TO DO> Each record should be reproduced exactly.

Saved data entries:
----

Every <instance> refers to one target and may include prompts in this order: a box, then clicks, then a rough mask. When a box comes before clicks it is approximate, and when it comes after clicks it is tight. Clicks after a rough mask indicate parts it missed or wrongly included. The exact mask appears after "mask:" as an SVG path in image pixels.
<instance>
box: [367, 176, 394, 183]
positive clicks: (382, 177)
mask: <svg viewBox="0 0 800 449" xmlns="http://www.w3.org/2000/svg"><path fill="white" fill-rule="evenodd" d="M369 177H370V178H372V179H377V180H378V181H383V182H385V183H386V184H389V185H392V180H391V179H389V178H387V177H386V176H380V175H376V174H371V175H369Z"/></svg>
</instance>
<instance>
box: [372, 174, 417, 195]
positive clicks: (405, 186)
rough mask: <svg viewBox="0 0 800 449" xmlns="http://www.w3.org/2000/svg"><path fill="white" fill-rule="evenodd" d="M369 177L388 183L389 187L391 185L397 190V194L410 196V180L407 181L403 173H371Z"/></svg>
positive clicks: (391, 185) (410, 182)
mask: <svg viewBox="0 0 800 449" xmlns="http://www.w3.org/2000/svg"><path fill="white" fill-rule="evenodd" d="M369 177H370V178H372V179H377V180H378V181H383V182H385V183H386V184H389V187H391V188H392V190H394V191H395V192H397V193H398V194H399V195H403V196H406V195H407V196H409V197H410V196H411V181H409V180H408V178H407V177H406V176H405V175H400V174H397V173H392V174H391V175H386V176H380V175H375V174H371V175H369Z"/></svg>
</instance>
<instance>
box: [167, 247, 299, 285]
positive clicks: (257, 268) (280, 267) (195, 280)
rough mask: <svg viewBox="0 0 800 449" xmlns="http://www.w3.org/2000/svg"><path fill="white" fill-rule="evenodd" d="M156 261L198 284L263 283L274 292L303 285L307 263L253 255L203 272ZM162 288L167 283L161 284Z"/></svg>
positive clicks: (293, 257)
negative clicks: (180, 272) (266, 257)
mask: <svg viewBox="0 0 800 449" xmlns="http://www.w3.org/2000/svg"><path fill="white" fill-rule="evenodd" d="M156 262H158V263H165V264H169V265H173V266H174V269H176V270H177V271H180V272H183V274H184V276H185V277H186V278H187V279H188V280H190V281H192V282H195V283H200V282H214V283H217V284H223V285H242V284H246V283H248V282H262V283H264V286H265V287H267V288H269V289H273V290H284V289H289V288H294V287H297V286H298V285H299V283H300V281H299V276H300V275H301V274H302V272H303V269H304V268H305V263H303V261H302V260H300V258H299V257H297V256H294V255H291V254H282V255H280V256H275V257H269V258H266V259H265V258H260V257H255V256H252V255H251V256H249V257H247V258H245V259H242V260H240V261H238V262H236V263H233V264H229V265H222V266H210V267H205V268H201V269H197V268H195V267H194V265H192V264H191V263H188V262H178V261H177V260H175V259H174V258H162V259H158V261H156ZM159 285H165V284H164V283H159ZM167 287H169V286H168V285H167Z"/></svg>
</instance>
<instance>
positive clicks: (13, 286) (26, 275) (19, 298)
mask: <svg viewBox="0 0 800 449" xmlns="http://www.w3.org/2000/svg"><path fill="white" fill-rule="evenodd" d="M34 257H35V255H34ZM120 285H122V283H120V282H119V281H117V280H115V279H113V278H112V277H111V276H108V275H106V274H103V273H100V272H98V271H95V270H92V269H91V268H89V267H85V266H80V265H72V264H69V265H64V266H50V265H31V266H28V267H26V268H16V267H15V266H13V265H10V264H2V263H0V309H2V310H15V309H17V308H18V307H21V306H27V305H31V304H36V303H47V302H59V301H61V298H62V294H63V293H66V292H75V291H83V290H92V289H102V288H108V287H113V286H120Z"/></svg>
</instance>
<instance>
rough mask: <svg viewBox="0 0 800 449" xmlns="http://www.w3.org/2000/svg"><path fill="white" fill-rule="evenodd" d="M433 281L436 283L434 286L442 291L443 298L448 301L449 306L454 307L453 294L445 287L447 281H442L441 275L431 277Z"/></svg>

----

YOUR RESPONSE>
Every <instance> refers to one target and may include prompts in this order: a box, then clicks, then a rough mask. When a box comes before clicks it is approximate, and when it comes after clicks it is tight. Clicks after a rough mask indicate parts it missed or wrongly included. The exact mask appears after "mask:" as an SVG path in image pixels.
<instance>
box: [367, 176, 394, 183]
positive clicks: (382, 177)
mask: <svg viewBox="0 0 800 449" xmlns="http://www.w3.org/2000/svg"><path fill="white" fill-rule="evenodd" d="M369 177H370V178H372V179H377V180H378V181H383V182H385V183H386V184H389V185H392V180H391V179H389V178H387V177H386V176H380V175H376V174H371V175H369Z"/></svg>
</instance>
<instance>
box: [372, 174, 417, 195]
positive clicks: (405, 186)
rough mask: <svg viewBox="0 0 800 449" xmlns="http://www.w3.org/2000/svg"><path fill="white" fill-rule="evenodd" d="M369 177L388 183L389 187L391 185L397 190V194L410 196V180L407 181L403 173H371Z"/></svg>
positive clicks: (391, 185) (410, 182)
mask: <svg viewBox="0 0 800 449" xmlns="http://www.w3.org/2000/svg"><path fill="white" fill-rule="evenodd" d="M369 177H370V178H372V179H377V180H378V181H383V182H385V183H386V184H389V187H391V188H392V190H394V191H395V192H397V193H398V194H399V195H403V196H406V195H407V196H409V197H410V196H411V181H409V180H408V178H407V177H406V176H405V175H400V174H397V173H392V174H391V175H386V176H380V175H375V174H371V175H369Z"/></svg>
</instance>
<instance>
box: [167, 247, 299, 285]
positive clicks: (257, 268) (280, 267) (195, 280)
rough mask: <svg viewBox="0 0 800 449" xmlns="http://www.w3.org/2000/svg"><path fill="white" fill-rule="evenodd" d="M156 261L198 284L263 283L274 292L303 285L307 263L253 255L203 272ZM162 288L167 283L161 284Z"/></svg>
positive clicks: (293, 257)
negative clicks: (180, 272) (266, 257)
mask: <svg viewBox="0 0 800 449" xmlns="http://www.w3.org/2000/svg"><path fill="white" fill-rule="evenodd" d="M156 262H158V263H165V264H169V265H173V266H174V269H176V270H177V271H180V272H183V274H184V276H185V277H186V278H187V279H188V280H190V281H192V282H195V283H200V282H214V283H217V284H223V285H242V284H246V283H248V282H262V283H264V286H265V287H267V288H269V289H273V290H284V289H289V288H294V287H297V286H298V285H299V283H300V281H299V276H300V275H301V274H302V272H303V269H304V268H305V263H303V261H302V260H300V258H299V257H297V256H294V255H291V254H282V255H280V256H275V257H269V258H266V259H265V258H260V257H255V256H252V255H251V256H249V257H247V258H245V259H242V260H240V261H238V262H236V263H233V264H229V265H222V266H210V267H205V268H201V269H197V268H195V267H194V265H192V264H191V263H188V262H178V261H177V260H175V259H174V258H162V259H158V261H156ZM159 285H165V284H164V283H159ZM167 287H169V286H168V285H167Z"/></svg>
</instance>
<instance>
positive clicks: (13, 286) (26, 275) (19, 298)
mask: <svg viewBox="0 0 800 449" xmlns="http://www.w3.org/2000/svg"><path fill="white" fill-rule="evenodd" d="M34 257H35V255H34ZM120 285H122V283H120V282H119V281H117V280H115V279H113V278H112V277H111V276H108V275H106V274H103V273H100V272H98V271H95V270H92V269H91V268H89V267H85V266H80V265H72V264H69V265H64V266H50V265H31V266H28V267H26V268H16V267H15V266H13V265H10V264H2V263H0V309H2V310H15V309H17V308H18V307H21V306H27V305H31V304H36V303H47V302H59V301H61V298H62V294H63V293H66V292H75V291H83V290H92V289H102V288H108V287H113V286H120Z"/></svg>
</instance>
<instance>
rough mask: <svg viewBox="0 0 800 449" xmlns="http://www.w3.org/2000/svg"><path fill="white" fill-rule="evenodd" d="M433 281L436 283L434 286L442 291L443 298L448 301L449 306L454 307L453 294L445 287L447 281H442L441 275L431 277Z"/></svg>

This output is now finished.